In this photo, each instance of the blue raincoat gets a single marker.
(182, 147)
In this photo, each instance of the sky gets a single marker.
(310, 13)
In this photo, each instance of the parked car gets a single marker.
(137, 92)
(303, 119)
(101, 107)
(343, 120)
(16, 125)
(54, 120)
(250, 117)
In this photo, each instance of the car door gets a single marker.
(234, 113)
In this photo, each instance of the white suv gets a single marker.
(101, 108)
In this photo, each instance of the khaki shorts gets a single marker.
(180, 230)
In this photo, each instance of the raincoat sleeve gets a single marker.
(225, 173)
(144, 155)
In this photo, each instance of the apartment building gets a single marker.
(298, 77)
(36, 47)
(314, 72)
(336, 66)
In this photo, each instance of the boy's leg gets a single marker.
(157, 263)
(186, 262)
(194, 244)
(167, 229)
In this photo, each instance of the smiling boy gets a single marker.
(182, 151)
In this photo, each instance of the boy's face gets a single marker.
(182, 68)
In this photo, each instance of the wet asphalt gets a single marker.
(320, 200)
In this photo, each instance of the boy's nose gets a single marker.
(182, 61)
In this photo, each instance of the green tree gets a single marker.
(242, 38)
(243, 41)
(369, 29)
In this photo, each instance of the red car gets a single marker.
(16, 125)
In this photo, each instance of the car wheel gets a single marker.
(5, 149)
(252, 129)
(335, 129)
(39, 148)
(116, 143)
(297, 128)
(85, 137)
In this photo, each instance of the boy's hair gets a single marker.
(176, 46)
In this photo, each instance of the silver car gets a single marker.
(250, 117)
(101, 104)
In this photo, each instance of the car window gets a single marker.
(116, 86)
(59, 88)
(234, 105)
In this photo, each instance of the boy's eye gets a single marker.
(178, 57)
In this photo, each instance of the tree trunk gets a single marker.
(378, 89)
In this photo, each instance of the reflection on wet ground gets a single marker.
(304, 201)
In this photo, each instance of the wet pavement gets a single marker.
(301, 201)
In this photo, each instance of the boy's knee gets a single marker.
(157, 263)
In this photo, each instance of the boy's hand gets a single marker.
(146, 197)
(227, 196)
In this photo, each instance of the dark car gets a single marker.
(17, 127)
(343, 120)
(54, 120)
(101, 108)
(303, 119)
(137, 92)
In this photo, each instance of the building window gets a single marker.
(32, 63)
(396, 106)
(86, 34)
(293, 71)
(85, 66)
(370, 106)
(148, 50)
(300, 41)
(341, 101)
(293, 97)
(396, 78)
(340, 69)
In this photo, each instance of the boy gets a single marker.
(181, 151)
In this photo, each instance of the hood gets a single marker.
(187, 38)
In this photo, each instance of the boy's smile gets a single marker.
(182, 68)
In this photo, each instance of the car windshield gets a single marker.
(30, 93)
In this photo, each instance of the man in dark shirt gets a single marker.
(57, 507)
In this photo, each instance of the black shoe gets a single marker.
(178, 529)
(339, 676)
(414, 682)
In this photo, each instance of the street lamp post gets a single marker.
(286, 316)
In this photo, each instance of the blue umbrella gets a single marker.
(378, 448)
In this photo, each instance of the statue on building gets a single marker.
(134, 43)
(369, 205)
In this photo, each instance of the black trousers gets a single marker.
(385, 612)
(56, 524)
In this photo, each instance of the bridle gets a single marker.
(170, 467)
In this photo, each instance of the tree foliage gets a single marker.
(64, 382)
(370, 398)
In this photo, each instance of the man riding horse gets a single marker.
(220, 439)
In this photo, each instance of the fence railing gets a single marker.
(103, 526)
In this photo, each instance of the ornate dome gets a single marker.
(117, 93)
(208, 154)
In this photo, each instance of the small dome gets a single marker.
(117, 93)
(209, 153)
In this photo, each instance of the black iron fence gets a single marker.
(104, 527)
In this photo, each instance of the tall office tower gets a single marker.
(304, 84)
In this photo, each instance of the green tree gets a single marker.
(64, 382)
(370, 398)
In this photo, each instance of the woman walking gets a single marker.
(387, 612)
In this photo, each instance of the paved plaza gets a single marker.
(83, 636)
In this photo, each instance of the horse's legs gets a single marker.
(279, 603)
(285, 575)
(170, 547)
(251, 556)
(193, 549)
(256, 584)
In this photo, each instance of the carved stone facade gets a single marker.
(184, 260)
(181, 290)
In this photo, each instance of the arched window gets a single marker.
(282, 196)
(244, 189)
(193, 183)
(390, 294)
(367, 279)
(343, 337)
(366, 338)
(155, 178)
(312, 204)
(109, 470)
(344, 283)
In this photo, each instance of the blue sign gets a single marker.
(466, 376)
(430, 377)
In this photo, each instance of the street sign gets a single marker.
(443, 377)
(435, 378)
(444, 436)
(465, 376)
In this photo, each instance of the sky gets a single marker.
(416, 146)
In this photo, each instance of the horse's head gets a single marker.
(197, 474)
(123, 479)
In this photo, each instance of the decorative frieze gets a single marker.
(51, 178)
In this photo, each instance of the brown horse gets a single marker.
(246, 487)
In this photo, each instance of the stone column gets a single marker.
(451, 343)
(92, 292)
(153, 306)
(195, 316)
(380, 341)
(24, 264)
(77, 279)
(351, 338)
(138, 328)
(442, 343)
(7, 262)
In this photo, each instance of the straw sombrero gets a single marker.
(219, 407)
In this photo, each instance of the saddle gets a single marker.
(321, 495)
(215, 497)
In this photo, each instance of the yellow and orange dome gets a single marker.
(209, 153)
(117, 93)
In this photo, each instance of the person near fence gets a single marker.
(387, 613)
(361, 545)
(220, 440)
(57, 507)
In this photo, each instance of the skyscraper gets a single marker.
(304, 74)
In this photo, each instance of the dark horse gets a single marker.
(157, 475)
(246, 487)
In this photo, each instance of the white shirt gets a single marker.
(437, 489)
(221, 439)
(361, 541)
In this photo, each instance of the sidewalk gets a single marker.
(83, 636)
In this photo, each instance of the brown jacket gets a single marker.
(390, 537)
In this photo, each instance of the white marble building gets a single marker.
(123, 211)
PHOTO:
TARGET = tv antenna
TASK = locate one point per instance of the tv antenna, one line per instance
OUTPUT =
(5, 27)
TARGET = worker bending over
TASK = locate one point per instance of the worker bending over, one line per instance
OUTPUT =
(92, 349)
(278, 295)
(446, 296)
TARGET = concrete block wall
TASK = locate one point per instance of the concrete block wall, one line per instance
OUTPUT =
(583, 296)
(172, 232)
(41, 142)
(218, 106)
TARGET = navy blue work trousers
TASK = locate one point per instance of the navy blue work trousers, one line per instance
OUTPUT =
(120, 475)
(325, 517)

***

- **What is being asked**:
Going back over the entries above, copy word for word every line from the one that has "TASK = locate one point per instance of the tv" on through the one that has "TASK = locate one point per instance of the concrete".

- **Solution for this exercise**:
TASK = locate one point per instance of the tv antenna, one line per instance
OUTPUT =
(5, 27)
TARGET = worker bending over
TASK = locate one point per instance of the worker bending over, one line per instance
OUTPUT =
(92, 349)
(278, 295)
(446, 296)
TARGET = concrete block wall
TASK = locate one point per instance of the concrete block wall, one line per instance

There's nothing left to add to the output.